**Données disponibles**.
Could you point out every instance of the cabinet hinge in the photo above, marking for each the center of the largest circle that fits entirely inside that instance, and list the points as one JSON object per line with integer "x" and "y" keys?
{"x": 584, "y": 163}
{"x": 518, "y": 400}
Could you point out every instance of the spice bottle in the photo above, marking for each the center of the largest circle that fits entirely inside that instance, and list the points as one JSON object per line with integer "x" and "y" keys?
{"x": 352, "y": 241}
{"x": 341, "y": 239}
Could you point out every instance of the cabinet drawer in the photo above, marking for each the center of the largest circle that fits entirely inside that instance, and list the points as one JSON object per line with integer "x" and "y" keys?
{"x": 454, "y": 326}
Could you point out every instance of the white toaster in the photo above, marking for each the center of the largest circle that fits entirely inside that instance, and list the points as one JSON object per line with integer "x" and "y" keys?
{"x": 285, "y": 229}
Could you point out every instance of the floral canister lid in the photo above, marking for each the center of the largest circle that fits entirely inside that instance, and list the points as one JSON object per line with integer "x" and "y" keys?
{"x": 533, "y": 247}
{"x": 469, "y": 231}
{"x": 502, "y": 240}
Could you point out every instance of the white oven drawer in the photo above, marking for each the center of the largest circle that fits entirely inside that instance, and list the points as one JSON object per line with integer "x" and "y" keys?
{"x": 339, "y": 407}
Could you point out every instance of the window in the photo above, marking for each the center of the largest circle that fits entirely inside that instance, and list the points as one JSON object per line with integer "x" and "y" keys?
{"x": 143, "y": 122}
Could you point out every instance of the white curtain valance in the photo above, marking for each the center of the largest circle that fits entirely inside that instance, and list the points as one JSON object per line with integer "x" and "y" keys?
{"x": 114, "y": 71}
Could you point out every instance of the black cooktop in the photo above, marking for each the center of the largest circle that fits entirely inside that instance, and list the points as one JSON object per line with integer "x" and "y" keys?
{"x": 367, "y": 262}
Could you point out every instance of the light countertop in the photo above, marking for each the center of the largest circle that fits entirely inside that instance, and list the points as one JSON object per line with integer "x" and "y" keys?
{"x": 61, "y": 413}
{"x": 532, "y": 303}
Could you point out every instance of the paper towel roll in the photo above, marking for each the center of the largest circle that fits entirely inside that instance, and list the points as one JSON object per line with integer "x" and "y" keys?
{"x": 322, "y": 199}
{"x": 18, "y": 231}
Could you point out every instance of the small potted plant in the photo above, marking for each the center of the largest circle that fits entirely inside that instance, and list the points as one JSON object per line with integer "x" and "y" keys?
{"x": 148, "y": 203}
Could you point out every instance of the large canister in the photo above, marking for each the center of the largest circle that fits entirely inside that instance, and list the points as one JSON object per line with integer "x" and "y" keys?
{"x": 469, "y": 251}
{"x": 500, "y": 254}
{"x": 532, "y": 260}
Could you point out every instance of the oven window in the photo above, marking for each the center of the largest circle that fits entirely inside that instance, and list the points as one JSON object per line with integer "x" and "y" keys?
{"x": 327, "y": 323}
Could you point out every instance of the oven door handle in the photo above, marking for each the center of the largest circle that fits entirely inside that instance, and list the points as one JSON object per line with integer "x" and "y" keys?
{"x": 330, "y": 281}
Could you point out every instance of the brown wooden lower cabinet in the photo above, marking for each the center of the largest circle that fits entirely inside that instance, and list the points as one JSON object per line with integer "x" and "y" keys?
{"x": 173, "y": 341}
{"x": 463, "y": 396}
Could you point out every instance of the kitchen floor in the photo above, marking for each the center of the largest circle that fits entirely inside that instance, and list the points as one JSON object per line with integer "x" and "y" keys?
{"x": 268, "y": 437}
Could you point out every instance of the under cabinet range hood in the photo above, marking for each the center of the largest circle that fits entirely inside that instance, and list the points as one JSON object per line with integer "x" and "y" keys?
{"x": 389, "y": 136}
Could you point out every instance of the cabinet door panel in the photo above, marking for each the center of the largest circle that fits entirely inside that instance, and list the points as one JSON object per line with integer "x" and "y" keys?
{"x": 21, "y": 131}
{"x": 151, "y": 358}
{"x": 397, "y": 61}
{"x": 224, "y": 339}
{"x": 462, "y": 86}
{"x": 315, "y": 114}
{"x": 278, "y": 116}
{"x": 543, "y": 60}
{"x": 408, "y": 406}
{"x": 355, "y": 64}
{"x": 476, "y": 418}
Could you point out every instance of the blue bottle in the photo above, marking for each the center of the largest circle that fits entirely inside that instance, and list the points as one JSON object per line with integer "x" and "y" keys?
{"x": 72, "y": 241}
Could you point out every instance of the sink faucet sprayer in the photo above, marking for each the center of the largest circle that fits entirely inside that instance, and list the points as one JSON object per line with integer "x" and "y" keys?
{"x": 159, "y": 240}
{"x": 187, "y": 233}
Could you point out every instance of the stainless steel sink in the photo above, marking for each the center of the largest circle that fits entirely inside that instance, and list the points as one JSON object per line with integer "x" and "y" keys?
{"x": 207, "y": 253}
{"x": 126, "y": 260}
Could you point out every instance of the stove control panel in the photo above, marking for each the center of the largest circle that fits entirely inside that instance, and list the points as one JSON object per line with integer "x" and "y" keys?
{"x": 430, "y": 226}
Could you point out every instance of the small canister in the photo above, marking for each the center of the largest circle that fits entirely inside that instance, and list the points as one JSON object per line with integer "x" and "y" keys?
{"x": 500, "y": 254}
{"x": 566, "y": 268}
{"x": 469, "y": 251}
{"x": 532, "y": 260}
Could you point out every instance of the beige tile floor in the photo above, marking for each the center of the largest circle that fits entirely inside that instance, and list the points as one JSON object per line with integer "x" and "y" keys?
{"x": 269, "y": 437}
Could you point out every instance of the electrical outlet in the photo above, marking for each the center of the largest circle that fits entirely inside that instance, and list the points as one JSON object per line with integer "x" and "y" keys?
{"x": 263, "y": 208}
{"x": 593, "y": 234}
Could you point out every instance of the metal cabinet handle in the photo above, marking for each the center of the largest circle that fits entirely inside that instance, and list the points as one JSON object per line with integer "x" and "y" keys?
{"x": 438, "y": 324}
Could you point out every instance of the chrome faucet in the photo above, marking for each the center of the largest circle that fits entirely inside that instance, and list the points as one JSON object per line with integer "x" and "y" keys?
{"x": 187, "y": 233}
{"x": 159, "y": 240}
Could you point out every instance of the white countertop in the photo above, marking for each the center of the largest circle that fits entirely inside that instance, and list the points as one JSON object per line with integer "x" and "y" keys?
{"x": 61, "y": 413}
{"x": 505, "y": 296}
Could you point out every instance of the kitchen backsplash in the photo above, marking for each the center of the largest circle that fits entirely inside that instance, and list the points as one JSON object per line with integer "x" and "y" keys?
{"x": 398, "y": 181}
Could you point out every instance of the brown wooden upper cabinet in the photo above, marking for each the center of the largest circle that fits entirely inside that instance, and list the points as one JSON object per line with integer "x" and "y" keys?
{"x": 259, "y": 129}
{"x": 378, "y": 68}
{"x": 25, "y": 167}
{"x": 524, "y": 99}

**Consigne**. Restitue sous forme de liste JSON de chaînes, une chaîne par ligne et sans les lignes vides, tout ce qui va de la ligne contenant "Could you point out every instance of the kitchen backsplash" jusqu'à la fin des données.

**Réponse attendue**.
[
  "Could you point out every instance of the kitchen backsplash in the photo above, marking for each the center of the largest circle that fits entirely inside that instance, and list the points as one JSON object per line with integer \"x\" and \"y\" keys?",
  "{\"x\": 398, \"y\": 181}",
  "Could you point out every instance of the brown wooden upper cabinet in the photo above, marking for each the center of the largest circle that fits entirely inside that instance, and list the points as one JSON object per line with integer \"x\" and \"y\" keys?",
  "{\"x\": 259, \"y\": 129}",
  "{\"x\": 378, \"y\": 68}",
  "{\"x\": 25, \"y\": 167}",
  "{\"x\": 524, \"y\": 99}"
]